#### What you need to do
Return only those lines of the records below in which "canopy" appears.

[Entries supplied — start]

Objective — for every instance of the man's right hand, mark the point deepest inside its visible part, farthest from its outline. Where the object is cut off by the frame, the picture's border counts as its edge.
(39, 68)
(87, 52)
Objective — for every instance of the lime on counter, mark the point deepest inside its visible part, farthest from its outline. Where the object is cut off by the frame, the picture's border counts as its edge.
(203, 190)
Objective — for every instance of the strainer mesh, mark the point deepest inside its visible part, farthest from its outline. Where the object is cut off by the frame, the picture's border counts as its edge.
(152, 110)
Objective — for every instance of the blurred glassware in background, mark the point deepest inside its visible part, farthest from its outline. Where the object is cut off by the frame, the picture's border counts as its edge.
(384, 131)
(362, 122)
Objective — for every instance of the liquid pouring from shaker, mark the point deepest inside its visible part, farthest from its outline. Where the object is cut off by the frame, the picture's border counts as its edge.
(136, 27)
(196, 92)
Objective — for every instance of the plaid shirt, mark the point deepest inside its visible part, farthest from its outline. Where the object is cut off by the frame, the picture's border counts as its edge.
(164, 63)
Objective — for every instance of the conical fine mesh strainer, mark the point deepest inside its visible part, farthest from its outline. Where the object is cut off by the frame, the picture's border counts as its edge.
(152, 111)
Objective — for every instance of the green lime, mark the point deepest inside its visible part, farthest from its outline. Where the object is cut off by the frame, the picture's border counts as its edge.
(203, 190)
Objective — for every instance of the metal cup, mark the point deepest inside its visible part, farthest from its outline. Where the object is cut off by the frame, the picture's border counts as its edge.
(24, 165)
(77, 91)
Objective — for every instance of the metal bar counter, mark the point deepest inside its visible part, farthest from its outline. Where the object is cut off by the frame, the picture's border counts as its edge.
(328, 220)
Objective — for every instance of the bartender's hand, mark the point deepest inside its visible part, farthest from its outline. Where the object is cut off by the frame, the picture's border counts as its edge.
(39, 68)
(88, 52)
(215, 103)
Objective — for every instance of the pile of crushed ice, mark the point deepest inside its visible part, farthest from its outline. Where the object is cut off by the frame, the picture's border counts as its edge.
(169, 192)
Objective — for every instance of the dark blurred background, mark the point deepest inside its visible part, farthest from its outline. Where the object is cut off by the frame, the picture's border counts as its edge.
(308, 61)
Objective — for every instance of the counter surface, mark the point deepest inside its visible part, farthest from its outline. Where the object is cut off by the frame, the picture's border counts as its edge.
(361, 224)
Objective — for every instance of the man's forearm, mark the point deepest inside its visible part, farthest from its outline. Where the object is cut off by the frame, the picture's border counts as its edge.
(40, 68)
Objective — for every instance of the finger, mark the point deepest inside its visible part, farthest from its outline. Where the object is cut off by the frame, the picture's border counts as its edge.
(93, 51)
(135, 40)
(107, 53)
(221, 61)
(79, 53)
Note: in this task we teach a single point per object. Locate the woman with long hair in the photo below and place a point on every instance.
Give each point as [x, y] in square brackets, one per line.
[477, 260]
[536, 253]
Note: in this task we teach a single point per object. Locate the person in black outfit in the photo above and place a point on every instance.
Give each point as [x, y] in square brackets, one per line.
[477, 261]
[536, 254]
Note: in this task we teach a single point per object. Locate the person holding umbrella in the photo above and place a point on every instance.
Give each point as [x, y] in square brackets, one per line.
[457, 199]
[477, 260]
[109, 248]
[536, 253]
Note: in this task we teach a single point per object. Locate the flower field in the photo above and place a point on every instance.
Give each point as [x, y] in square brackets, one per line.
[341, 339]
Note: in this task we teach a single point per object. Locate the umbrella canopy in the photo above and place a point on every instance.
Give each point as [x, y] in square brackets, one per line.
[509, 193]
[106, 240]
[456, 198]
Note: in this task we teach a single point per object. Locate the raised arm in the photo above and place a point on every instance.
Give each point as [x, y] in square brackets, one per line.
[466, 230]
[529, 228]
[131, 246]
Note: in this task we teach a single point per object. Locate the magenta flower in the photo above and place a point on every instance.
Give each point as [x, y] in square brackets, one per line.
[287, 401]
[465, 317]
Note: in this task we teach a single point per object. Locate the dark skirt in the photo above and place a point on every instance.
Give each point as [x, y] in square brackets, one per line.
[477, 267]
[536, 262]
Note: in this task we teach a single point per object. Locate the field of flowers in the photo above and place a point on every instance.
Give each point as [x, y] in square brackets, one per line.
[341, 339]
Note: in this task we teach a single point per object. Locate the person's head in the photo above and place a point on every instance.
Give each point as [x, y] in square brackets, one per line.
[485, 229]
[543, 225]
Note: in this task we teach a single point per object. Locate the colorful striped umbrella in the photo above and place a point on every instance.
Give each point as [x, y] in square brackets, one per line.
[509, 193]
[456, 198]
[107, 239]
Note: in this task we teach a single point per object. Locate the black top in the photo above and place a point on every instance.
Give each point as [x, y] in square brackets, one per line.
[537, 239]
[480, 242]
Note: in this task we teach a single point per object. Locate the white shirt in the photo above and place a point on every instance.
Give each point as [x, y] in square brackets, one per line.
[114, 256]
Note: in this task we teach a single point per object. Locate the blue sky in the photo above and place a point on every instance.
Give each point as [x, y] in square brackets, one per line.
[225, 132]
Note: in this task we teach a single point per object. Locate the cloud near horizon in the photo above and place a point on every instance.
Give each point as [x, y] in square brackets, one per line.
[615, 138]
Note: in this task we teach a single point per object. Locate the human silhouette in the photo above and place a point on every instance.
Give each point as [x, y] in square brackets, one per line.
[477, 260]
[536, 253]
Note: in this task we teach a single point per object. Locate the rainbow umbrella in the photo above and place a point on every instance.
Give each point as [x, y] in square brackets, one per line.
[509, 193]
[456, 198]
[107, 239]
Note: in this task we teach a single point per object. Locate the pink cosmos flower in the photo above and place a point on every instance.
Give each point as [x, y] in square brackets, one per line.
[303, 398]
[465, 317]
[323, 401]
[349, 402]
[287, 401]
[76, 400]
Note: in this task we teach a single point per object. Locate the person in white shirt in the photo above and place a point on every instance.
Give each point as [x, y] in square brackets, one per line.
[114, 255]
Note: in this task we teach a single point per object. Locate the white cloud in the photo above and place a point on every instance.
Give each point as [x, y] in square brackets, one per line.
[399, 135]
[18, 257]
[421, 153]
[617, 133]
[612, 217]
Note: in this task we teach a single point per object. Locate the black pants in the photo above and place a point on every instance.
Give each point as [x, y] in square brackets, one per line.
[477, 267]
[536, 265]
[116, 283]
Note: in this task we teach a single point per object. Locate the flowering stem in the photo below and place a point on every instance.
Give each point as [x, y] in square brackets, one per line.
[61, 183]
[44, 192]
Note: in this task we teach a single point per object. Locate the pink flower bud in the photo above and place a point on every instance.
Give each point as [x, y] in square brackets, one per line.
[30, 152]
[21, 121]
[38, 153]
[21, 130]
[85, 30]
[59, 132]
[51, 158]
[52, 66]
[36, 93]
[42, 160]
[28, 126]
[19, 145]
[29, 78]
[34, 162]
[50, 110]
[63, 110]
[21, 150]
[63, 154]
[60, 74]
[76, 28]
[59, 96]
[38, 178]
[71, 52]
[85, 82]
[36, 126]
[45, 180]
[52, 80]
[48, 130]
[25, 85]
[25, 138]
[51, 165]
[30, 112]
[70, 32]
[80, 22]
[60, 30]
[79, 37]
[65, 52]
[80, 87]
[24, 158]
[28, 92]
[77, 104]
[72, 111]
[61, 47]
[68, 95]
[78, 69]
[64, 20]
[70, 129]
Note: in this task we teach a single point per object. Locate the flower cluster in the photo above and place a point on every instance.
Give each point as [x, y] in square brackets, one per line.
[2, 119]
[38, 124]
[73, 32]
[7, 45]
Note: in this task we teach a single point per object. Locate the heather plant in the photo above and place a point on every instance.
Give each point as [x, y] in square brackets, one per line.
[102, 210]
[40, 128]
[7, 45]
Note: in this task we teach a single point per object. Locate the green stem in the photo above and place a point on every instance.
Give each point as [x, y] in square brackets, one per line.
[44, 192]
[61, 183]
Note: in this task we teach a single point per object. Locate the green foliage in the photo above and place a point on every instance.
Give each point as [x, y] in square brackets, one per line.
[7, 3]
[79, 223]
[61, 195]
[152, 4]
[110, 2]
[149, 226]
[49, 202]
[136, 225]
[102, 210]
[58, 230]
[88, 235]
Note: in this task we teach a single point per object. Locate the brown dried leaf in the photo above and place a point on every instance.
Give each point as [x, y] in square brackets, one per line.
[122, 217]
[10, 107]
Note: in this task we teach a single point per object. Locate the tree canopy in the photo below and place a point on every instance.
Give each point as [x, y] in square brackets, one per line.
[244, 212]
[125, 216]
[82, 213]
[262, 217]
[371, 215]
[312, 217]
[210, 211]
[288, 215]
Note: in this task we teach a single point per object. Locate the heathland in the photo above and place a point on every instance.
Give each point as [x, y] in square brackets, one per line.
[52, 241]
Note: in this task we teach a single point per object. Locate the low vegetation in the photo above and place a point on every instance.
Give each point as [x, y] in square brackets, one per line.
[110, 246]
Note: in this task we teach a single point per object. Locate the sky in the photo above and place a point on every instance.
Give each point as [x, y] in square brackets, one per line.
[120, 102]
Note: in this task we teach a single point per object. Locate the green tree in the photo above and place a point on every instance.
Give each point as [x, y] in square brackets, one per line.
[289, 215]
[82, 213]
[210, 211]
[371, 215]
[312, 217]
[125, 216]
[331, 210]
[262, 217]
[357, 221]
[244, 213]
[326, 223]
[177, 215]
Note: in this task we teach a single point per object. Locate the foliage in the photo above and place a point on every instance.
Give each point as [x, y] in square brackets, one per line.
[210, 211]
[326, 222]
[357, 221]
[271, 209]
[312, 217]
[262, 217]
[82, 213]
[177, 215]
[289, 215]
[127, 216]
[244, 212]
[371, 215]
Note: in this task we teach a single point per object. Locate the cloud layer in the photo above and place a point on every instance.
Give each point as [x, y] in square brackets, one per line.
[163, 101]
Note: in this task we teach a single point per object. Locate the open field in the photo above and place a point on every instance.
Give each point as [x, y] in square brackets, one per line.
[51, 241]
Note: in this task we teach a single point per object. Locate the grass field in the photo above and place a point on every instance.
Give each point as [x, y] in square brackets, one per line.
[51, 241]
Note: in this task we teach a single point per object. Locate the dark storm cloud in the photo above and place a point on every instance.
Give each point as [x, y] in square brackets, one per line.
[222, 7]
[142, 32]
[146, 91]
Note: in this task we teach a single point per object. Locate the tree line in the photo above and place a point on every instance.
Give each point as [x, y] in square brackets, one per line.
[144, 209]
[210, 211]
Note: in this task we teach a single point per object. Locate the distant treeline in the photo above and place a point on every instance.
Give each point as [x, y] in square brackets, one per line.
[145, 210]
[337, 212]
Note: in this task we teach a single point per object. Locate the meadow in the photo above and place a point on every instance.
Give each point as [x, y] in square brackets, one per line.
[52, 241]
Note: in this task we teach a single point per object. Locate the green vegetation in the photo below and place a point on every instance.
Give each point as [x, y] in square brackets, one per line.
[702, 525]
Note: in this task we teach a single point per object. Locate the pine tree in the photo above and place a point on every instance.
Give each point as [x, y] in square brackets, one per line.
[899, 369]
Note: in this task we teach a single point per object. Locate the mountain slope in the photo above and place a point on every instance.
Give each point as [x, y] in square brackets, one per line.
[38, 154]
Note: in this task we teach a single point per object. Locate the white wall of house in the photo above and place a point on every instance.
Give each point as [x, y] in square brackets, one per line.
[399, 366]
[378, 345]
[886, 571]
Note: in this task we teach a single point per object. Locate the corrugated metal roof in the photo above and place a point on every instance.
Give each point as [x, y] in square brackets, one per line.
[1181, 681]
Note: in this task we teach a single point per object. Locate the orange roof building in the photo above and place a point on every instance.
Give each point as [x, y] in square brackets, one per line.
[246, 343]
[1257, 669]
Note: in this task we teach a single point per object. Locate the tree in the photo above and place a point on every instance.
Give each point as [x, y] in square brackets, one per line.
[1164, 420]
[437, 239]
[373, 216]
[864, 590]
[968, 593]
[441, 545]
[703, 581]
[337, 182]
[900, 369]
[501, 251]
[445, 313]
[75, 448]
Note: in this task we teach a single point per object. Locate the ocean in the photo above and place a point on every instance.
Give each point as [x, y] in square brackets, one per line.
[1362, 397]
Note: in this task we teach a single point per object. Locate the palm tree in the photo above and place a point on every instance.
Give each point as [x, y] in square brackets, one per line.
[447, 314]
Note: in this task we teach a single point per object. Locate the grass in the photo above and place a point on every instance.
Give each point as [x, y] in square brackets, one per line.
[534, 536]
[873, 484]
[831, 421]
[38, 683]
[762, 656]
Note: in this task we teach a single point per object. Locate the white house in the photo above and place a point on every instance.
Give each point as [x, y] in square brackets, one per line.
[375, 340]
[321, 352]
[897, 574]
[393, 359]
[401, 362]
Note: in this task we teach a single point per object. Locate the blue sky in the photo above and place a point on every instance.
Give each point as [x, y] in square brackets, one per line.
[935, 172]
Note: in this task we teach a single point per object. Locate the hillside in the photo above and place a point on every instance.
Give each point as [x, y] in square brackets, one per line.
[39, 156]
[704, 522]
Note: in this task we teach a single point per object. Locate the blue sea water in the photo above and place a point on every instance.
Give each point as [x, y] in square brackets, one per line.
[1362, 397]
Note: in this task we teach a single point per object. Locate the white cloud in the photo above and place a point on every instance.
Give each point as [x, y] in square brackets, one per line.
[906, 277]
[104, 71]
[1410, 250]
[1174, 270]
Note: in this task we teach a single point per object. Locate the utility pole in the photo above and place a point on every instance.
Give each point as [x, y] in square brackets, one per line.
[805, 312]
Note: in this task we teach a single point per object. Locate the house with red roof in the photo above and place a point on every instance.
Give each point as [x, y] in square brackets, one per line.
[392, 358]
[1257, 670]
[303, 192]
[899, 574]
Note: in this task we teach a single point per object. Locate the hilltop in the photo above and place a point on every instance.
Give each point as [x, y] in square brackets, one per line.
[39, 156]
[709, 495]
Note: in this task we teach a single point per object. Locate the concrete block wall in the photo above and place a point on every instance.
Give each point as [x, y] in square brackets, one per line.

[Entries supplied — finish]

#### Response area
Note: in this task we teach a single point per object. Locate the umbrella canopy in the photo above and place a point on every instance.
Note: in this task we teach a single point per object. Locate the tree canopy in the photo below and place a point on every instance.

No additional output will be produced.